**Directions for this task:** Copy the entries below exactly; any picture among them should be left out.

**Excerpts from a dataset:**
↓

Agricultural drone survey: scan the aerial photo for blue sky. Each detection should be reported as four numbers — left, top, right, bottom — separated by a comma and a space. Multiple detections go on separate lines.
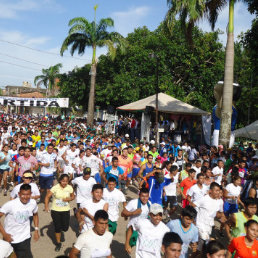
0, 0, 255, 87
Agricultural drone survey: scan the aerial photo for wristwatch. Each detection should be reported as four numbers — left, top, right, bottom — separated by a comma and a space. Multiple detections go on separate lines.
34, 227, 39, 231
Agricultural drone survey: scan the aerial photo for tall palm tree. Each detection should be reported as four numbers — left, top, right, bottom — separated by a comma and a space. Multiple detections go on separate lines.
60, 5, 126, 126
166, 0, 239, 147
34, 63, 62, 97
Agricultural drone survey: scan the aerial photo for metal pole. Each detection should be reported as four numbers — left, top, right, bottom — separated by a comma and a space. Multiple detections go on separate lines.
155, 58, 159, 145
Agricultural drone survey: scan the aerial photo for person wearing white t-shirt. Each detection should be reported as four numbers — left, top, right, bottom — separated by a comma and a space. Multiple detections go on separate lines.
212, 160, 224, 185
84, 149, 103, 177
62, 143, 78, 178
72, 150, 86, 177
223, 176, 244, 217
69, 210, 113, 258
103, 177, 126, 235
78, 184, 108, 233
192, 160, 202, 179
187, 173, 208, 207
163, 165, 179, 216
36, 144, 47, 161
71, 167, 96, 208
38, 144, 57, 194
0, 184, 39, 258
57, 139, 67, 171
10, 171, 40, 200
122, 188, 151, 254
133, 203, 170, 258
193, 182, 226, 250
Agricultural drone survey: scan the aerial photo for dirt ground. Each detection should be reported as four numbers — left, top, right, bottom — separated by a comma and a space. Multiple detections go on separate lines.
0, 185, 139, 258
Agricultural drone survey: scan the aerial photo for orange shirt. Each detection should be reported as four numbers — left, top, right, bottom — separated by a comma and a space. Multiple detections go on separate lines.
118, 155, 133, 178
180, 177, 197, 196
228, 236, 258, 258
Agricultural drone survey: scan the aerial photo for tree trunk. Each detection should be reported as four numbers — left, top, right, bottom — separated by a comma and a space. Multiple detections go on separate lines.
219, 0, 234, 148
87, 62, 97, 127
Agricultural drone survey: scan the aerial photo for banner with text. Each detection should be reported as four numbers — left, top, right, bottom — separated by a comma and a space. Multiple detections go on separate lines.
0, 97, 69, 108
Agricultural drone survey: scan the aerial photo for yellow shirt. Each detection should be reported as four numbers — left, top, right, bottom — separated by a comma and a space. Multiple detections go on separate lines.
50, 184, 73, 212
31, 135, 41, 147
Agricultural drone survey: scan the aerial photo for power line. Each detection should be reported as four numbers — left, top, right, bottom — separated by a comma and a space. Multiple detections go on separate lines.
0, 60, 41, 71
0, 38, 90, 61
0, 52, 47, 67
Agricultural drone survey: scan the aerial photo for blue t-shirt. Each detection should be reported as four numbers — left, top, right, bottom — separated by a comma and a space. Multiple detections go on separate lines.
167, 219, 198, 258
104, 165, 124, 187
147, 176, 172, 205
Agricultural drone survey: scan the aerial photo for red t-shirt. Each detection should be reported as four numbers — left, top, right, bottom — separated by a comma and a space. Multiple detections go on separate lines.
180, 177, 197, 196
228, 236, 258, 258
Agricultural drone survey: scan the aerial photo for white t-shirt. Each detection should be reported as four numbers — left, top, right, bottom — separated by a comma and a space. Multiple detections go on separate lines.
0, 240, 13, 258
164, 173, 179, 196
63, 149, 78, 174
212, 166, 224, 185
135, 219, 169, 258
192, 166, 201, 178
194, 195, 223, 240
72, 177, 96, 204
125, 199, 151, 229
225, 183, 241, 204
80, 199, 107, 231
101, 148, 112, 159
36, 149, 47, 161
84, 155, 102, 176
11, 183, 40, 199
39, 152, 57, 175
74, 228, 113, 258
188, 184, 208, 203
0, 198, 38, 243
103, 188, 126, 222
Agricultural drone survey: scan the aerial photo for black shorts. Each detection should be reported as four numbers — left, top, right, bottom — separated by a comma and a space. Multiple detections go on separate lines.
163, 196, 177, 208
0, 168, 10, 174
11, 237, 32, 258
51, 210, 70, 233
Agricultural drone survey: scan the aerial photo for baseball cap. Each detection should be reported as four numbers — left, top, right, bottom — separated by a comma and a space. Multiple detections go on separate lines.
125, 134, 129, 138
160, 142, 165, 145
149, 203, 163, 215
83, 167, 91, 174
150, 140, 155, 145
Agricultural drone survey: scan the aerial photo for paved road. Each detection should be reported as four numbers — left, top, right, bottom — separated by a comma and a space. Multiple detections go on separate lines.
0, 185, 138, 258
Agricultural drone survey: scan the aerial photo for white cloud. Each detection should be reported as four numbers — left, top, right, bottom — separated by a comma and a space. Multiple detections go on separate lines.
111, 6, 151, 36
0, 0, 38, 19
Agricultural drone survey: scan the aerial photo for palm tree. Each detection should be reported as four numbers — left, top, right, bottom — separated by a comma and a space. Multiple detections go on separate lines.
34, 63, 62, 97
60, 5, 126, 127
166, 0, 239, 147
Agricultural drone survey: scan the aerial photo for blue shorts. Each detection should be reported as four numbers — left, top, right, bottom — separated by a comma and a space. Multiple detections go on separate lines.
39, 175, 54, 189
224, 201, 238, 216
132, 168, 140, 178
127, 172, 132, 178
0, 168, 10, 174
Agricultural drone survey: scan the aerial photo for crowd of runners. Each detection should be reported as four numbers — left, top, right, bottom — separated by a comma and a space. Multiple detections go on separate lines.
0, 114, 257, 258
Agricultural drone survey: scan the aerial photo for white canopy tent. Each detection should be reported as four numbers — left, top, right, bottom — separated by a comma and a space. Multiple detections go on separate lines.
117, 93, 210, 143
234, 120, 258, 141
117, 92, 209, 115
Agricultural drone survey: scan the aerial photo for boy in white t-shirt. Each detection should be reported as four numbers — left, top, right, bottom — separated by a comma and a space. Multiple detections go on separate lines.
133, 203, 170, 258
78, 184, 108, 233
0, 184, 39, 258
212, 160, 224, 185
69, 210, 113, 258
103, 177, 126, 235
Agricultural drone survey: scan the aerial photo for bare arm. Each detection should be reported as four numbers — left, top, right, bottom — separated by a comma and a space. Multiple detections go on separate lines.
125, 225, 133, 254
138, 164, 146, 180
33, 212, 39, 241
69, 247, 80, 258
0, 213, 13, 242
44, 191, 53, 212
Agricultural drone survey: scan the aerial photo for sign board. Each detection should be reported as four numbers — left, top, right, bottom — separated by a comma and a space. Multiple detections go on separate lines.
0, 97, 69, 108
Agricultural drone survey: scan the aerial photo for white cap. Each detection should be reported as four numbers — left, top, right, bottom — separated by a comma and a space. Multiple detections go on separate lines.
150, 140, 155, 145
149, 203, 163, 215
160, 142, 165, 145
125, 134, 129, 138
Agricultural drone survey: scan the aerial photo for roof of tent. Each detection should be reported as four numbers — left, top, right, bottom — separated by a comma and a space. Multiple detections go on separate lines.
234, 120, 258, 140
117, 92, 209, 115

↑

**Result:**
Agricultural drone survey: scan the aerial photo for blue sky. Each detection should be reported as four numbers — left, top, right, bottom — separated by a comma and a space. Multiple detections go on separate lines.
0, 0, 255, 87
Agricultural drone survey: scan the aerial photo for wristwatch. Each detection should be reported as four numbers — left, top, right, bottom — separated by a comma and a space. Multiple detections go on separate lines.
34, 227, 39, 231
Agricultural drone survey: scan the aerial photo for tall palm tree. Each detection should be reported as four numbers — left, top, right, bottom — separated by a comma and a space. Multiple detections go on separate lines.
60, 5, 126, 126
166, 0, 239, 147
34, 63, 62, 97
Agricultural drone survey: scan the aerial photo for metal pole. Each detection should be reported as four numbers — left, top, right, bottom — separated by a comma and a space. Multiple detections go on separate lines.
155, 58, 159, 145
Agricultural drone survey: scan the aerial photo for person wearing white t-shirt. Each detection should be reported as four numbers — left, top, right, bottom — separated by a comma and a space. Multiple detections go on separate lines.
212, 160, 224, 185
84, 149, 103, 177
62, 143, 78, 178
72, 150, 86, 177
223, 176, 244, 217
69, 210, 113, 258
103, 177, 126, 235
78, 184, 108, 233
192, 160, 202, 179
187, 173, 208, 207
163, 165, 179, 216
36, 144, 47, 161
71, 167, 96, 208
38, 144, 57, 194
0, 184, 39, 258
57, 139, 67, 171
10, 171, 40, 200
122, 188, 151, 254
133, 203, 170, 258
193, 182, 226, 250
Agricultural drone survey: scan the aerial photo for dirt ground. Each detection should be reported as four numbers — left, top, right, bottom — separated by a comma and a space. Multiple detections go on separate lines.
0, 185, 139, 258
Agricultural drone survey: scan the aerial photo for orange shirt. Each detection should be reported as four numbers — left, top, right, bottom — separated by a comma and a space. Multiple detections go on separate lines.
118, 155, 133, 178
180, 177, 197, 196
228, 236, 258, 258
Agricultural drone survey: scan the aerial photo for tree trunk. Each detection should be reported as four numbers — left, top, right, bottom — separated by a comma and a space. Multiple detections go on separate lines.
219, 0, 234, 148
87, 62, 97, 127
Agricultural drone survey: scan the aerial photo for banner with text. Each detection should be reported as four numbers — left, top, right, bottom — separated by a comma and a space. Multiple detections go on separate lines.
0, 97, 69, 108
Agricultural drone survey: scan the aerial photo for yellow shirt. Each detection should be reported as four numbers — left, top, right, bottom — separated by a comma and a space. Multiple detections go on separate lines.
50, 184, 73, 212
31, 135, 41, 147
Agricultural drone survey: scan the aerial photo for power line. Each detection should be reported as four numbers — left, top, right, bottom — separated by a comma and a space. Multiple detections go on separate lines.
0, 60, 41, 71
0, 38, 90, 61
0, 52, 47, 67
Agricultural drone survey: scan the aerial photo for blue t-shirt. Each detection should be reported as four numbers — left, top, right, bottom — separated by a comma and a space. Multiple detections go on separate lines.
167, 219, 198, 258
104, 165, 124, 187
147, 176, 172, 205
Agricultural drone survey: scan the aerial photo for red t-shirt. Each detection should be reported as four numbers — left, top, right, bottom — separated by a comma and a space. Multiple detections go on separate lines.
180, 177, 197, 196
228, 236, 258, 258
Agricultural drone survey: scan the aerial photo for white t-shirt. Each detection should be reported as four numbers — left, top, right, bottom — separated by a comma and a space. Multiple detections go on separate lines.
0, 240, 13, 258
164, 173, 179, 196
63, 149, 78, 174
212, 166, 224, 185
135, 219, 169, 258
192, 166, 201, 178
194, 195, 223, 240
72, 177, 96, 204
125, 199, 151, 229
225, 183, 241, 204
80, 199, 107, 231
101, 148, 112, 159
36, 149, 47, 161
84, 155, 102, 176
11, 183, 40, 199
39, 152, 57, 175
74, 228, 113, 258
188, 184, 208, 203
0, 198, 38, 243
103, 188, 126, 222
Agricultural drone survey: scan the aerial photo for black shorts. Each detection should be reported as four numbers — left, top, right, bottom — separated by a comma and a space. Multiple detections go on separate lines.
163, 196, 177, 208
0, 168, 10, 174
11, 237, 32, 258
51, 210, 70, 233
Agricultural drone survey: scan the aerial photo for baseball cap. Each detection should be reported as four numbers — left, top, right, bottom — separated by a comma and a space. Multiple detections go on separate lines.
125, 134, 129, 138
160, 142, 165, 145
149, 203, 163, 215
83, 167, 91, 174
150, 140, 155, 145
Agricultural drone survey: scan the aerial photo for paved road. Each detection should be reported as four numbers — left, top, right, bottom — separated by a comma and a space. Multiple detections go on separate lines.
0, 185, 138, 258
Agricultural drone survey: scan the aerial photo for white cloud. Each detection should be reported as four numbers — left, top, right, bottom — separated by a comma and a space. Multiple detections go on separate lines.
111, 6, 151, 36
0, 0, 38, 19
Agricultural drone survey: scan the aerial photo for palm tree. Each detection should be reported as four numbers — left, top, right, bottom — separated by a comma and a space. Multiple detections go on separate lines.
34, 63, 62, 97
60, 5, 126, 127
166, 0, 239, 147
Agricultural drone survey: scan the aerial photo for blue shorts. Each detection should be reported as four numbers — left, top, right, bottom — separated by a comma and a space. Multiple detections go on separate lines.
39, 175, 54, 189
224, 201, 238, 216
132, 168, 140, 178
127, 172, 132, 178
0, 168, 10, 174
Agricultural drone survey: scan the aerial photo for crowd of runners. Each detection should be reported as four numbers — left, top, right, bottom — separated by a comma and a space. Multiple detections go on separate lines.
0, 114, 257, 258
Agricultural drone survey: scan the aerial photo for white canopy tent. Each detection should be reported as four numbers — left, top, right, bottom — separated by a comma and a space. Multiple detections go on separate lines.
117, 93, 210, 143
234, 120, 258, 141
117, 92, 209, 115
Agricultural drone survey: scan the aerial photo for boy in white t-shirt. Each detection should be reported as four numbers — left, top, right, bottom — separated by a comma and a space. Multiple detections go on separate lines.
133, 203, 170, 258
78, 184, 108, 233
0, 184, 39, 258
212, 160, 224, 185
69, 210, 113, 258
103, 177, 126, 235
Agricultural drone survey: scan the aerial photo for bare arm. Each detection should be reported as four numbers — left, top, right, bottom — separated by a comma and a space. Multiple detections go on separate lines.
125, 225, 133, 254
138, 164, 146, 180
33, 212, 39, 241
69, 247, 80, 258
0, 213, 13, 242
44, 191, 53, 212
Agricultural drone survey: scan the aerial photo for sign board. Each detection should be reported as four numbers — left, top, right, bottom — separated by a comma and a space. Multiple detections go on separate lines.
0, 97, 69, 108
Agricultural drone survey: scan the aerial photo for white cap. Each detection should be reported as four numbers — left, top, right, bottom — separated by a comma and a space. Multiple detections go on separate lines.
150, 140, 155, 145
149, 203, 163, 215
160, 142, 165, 145
125, 134, 129, 138
Agricultural drone survey: scan the aerial photo for roof of tent. Each detection should be reported as four numbers — left, top, right, bottom — separated by a comma and a space. Multiple detections go on separate lines.
234, 120, 258, 140
117, 92, 209, 115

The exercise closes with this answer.